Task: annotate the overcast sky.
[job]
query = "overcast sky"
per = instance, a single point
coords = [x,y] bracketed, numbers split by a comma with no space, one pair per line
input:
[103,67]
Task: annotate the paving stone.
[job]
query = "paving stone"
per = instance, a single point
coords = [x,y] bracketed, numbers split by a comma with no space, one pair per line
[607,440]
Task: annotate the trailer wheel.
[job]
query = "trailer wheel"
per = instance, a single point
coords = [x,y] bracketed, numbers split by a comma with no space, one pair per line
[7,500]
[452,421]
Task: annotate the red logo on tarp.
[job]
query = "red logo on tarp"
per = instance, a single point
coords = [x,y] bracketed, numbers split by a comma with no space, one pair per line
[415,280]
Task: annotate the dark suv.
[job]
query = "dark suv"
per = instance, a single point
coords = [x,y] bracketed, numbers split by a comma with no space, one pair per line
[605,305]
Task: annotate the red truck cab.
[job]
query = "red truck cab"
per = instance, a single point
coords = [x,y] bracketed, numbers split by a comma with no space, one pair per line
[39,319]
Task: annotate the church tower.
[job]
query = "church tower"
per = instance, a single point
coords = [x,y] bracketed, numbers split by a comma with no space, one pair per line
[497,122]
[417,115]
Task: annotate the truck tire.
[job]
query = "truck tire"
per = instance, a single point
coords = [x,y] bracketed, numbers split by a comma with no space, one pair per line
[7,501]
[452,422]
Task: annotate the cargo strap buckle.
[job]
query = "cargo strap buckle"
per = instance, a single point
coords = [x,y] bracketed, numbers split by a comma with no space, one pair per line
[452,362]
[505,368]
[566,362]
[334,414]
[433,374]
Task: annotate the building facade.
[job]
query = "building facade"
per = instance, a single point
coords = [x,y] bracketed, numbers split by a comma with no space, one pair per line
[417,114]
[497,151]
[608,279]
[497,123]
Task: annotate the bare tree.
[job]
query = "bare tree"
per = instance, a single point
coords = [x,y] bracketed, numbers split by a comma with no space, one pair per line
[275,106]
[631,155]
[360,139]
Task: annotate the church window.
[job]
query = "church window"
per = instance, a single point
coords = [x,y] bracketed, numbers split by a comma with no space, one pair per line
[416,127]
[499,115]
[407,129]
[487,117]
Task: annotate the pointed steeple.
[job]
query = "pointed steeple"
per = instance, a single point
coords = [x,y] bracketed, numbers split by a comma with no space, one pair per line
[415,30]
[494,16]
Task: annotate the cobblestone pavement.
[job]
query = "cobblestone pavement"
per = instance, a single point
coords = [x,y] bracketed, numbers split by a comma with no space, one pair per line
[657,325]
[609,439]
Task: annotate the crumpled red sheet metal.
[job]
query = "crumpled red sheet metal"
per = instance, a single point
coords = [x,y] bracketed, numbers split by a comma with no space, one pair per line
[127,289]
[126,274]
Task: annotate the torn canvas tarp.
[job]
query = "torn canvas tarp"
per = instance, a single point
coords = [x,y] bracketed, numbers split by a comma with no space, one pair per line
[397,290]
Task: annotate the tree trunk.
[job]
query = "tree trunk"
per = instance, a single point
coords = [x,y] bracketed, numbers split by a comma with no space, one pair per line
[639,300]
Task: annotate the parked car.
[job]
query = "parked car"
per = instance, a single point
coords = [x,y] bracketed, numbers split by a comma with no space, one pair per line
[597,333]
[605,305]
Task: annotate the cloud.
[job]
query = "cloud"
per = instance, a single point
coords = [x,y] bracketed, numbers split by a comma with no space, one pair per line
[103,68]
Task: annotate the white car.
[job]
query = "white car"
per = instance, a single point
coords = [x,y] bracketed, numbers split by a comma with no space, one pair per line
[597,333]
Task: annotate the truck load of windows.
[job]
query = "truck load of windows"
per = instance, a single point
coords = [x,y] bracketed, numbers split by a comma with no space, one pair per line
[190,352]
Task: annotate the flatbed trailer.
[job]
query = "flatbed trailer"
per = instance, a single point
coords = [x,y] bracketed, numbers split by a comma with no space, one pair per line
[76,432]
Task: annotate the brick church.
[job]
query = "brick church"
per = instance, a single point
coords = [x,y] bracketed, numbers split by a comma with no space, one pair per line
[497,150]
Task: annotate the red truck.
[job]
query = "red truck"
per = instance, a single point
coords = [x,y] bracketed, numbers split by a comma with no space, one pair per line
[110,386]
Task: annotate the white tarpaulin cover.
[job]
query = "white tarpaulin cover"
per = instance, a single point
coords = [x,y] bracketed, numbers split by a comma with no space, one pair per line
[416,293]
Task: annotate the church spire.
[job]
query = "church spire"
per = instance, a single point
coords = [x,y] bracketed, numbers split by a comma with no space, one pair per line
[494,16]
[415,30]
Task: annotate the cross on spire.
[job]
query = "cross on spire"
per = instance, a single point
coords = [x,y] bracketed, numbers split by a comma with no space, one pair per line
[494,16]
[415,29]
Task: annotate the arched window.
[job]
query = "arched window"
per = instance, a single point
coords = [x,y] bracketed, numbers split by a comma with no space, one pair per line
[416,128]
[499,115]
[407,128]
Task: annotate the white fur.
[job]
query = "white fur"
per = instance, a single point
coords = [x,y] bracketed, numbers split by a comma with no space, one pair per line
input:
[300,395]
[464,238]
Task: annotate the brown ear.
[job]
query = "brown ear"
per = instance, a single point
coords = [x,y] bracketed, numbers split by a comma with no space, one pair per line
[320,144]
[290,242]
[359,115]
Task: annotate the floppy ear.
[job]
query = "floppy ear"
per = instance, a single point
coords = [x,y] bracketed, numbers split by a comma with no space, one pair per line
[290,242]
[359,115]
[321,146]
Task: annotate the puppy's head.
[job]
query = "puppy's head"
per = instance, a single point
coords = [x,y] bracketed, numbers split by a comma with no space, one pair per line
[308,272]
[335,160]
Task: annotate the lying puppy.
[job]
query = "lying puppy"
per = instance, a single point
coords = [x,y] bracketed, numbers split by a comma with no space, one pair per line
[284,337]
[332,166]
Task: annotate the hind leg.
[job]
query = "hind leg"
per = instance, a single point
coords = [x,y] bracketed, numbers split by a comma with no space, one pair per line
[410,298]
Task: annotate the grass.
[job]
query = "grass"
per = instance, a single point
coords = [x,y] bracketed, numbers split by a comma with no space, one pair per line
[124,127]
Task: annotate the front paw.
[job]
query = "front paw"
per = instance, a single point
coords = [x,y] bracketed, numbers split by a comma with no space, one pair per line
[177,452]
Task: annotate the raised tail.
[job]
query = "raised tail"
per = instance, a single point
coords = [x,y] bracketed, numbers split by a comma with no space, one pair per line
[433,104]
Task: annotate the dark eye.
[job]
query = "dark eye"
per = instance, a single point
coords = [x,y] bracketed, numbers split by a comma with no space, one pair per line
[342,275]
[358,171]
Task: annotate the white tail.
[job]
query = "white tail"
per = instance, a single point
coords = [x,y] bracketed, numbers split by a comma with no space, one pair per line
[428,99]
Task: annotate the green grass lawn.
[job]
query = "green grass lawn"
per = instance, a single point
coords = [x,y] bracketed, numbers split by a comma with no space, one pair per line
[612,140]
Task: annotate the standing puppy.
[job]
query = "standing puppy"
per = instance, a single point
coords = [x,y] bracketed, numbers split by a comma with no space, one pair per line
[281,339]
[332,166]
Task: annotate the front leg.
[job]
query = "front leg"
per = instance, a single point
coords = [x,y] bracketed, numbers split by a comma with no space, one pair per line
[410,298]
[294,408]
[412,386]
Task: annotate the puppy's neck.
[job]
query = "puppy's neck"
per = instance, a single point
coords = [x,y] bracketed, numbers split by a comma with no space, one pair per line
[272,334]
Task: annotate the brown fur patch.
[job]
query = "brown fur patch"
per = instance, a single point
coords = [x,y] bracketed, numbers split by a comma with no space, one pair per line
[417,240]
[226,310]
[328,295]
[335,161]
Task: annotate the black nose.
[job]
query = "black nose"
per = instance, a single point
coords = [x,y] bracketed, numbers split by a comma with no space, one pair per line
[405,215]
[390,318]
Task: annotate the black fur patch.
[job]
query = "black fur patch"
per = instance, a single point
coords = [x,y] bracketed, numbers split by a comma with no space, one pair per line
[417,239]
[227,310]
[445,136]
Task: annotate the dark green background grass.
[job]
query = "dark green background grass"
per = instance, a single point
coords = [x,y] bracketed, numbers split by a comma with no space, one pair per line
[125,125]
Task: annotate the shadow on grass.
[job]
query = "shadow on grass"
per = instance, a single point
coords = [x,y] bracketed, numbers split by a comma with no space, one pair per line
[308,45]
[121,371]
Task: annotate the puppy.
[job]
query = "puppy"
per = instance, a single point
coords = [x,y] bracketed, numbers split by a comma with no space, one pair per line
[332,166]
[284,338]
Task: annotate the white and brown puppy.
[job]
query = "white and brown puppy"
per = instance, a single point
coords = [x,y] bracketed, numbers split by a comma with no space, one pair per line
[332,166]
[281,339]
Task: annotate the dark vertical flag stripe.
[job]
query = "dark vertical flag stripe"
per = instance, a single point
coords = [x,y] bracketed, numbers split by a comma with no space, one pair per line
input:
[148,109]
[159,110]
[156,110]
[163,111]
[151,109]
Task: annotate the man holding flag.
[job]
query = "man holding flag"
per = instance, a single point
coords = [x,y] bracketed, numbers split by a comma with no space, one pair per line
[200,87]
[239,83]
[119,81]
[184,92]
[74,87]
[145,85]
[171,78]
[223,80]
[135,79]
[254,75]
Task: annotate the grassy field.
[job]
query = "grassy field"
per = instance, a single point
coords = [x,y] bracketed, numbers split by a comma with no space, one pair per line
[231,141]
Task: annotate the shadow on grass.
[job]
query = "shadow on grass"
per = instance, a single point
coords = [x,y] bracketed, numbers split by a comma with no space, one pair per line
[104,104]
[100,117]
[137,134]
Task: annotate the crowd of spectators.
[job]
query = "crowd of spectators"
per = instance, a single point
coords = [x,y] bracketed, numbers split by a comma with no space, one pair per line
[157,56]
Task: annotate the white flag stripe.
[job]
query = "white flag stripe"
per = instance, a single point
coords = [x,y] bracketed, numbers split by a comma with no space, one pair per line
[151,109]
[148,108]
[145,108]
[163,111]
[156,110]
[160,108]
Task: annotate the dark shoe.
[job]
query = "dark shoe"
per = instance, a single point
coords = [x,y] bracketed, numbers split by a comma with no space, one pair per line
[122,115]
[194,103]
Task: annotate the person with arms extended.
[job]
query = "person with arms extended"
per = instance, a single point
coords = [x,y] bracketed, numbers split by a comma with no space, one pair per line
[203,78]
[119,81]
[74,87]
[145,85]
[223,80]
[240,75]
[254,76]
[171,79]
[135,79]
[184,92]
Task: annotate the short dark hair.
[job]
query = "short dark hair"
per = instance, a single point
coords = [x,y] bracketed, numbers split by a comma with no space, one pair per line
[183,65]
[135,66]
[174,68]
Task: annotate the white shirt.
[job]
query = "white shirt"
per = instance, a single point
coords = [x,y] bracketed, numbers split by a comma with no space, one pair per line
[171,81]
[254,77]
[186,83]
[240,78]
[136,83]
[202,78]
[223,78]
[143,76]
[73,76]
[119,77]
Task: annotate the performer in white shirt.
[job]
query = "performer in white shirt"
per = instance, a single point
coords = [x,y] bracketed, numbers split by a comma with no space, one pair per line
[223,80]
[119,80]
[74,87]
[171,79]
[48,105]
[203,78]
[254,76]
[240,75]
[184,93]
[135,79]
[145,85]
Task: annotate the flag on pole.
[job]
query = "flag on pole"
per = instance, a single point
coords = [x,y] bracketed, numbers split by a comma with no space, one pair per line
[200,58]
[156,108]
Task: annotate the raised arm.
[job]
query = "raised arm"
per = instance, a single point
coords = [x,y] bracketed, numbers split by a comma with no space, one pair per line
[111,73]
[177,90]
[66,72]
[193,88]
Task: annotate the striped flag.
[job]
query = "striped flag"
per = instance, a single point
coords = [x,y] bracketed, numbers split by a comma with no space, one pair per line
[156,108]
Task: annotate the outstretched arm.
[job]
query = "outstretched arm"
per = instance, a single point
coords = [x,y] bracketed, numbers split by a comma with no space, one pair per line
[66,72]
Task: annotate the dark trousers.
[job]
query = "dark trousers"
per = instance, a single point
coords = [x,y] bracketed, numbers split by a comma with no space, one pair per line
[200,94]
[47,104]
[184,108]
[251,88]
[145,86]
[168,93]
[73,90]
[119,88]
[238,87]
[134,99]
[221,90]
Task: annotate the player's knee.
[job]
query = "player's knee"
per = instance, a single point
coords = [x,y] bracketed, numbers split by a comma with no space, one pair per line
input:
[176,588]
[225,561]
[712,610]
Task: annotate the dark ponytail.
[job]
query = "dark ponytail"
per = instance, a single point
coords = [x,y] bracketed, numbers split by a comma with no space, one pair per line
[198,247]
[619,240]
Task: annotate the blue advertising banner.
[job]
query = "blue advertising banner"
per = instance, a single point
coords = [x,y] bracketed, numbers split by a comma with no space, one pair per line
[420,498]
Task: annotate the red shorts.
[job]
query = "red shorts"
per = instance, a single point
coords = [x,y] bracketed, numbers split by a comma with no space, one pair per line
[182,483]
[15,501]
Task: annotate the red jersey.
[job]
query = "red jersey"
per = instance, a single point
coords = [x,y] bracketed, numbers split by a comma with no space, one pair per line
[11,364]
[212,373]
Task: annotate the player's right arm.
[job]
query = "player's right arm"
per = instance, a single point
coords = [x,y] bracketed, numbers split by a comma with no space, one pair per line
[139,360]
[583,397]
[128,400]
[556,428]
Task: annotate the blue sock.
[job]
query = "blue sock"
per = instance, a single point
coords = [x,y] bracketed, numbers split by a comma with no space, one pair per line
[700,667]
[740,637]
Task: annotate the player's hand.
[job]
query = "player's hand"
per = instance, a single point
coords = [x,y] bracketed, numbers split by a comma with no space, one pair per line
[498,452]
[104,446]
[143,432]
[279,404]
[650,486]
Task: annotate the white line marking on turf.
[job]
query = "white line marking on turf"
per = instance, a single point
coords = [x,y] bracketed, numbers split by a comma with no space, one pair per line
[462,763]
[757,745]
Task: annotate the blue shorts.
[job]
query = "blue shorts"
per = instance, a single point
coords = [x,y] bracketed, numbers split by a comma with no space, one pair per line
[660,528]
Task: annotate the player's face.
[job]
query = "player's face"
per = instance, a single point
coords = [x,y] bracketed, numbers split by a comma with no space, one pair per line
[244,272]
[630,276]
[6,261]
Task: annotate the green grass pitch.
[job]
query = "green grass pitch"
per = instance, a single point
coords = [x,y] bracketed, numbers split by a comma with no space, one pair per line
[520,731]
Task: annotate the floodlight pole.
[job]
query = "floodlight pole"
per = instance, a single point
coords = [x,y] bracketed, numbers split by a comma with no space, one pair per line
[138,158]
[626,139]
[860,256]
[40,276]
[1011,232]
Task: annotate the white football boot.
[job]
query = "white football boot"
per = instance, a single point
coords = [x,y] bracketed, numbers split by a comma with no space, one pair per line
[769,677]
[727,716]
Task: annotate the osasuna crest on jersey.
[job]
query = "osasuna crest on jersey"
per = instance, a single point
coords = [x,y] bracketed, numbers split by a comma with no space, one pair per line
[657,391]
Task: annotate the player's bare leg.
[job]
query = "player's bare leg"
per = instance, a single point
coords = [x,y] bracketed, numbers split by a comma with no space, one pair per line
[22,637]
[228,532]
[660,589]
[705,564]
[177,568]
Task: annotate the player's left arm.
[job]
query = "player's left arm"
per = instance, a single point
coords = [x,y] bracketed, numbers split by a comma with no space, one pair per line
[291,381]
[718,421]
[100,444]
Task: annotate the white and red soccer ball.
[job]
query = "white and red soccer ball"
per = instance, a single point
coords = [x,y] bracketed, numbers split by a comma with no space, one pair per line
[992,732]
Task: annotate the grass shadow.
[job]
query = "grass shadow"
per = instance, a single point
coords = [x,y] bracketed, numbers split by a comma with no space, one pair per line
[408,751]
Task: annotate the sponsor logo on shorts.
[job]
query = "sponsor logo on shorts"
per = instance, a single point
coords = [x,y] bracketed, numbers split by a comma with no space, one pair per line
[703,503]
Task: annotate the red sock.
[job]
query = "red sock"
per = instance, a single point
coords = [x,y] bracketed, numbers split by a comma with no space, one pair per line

» **What is needed**:
Extract, exactly, the lines above that begin at the line containing "Task: annotate the grass shadow." and end at the final line of the records; add no other text.

» **Response**:
Task: annotate the grass shadow.
[job]
query = "grass shadow"
per = instance, a single point
coords = [x,y] bracketed, numbers split by a comma with no space, one pair per line
[408,751]
Task: annotate the sponsor logo on shorts.
[job]
query = "sponsor logo on shorts"
per = instance, a single point
coords = [x,y] bracketed, numbers split by a comma with no space, one pair per line
[703,503]
Task: annotate the red sock.
[job]
query = "red sock"
per = instance, a single point
coords = [x,y] bracketed, numbers split by a comma with no space, one pair per line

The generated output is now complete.